Work instructions:
Convert these lines into a JSON list of strings with one string per line, leaving out any blank lines.

(A run of records)
..............................
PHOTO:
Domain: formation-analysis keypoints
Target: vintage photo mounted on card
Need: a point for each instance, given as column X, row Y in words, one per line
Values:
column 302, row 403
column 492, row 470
..............................
Result of this exercise:
[
  "PHOTO:",
  "Domain: formation-analysis keypoints",
  "Target: vintage photo mounted on card",
  "Need: a point for each instance, given as column X, row Y in words, one per line",
  "Values:",
  "column 302, row 403",
  "column 492, row 470"
]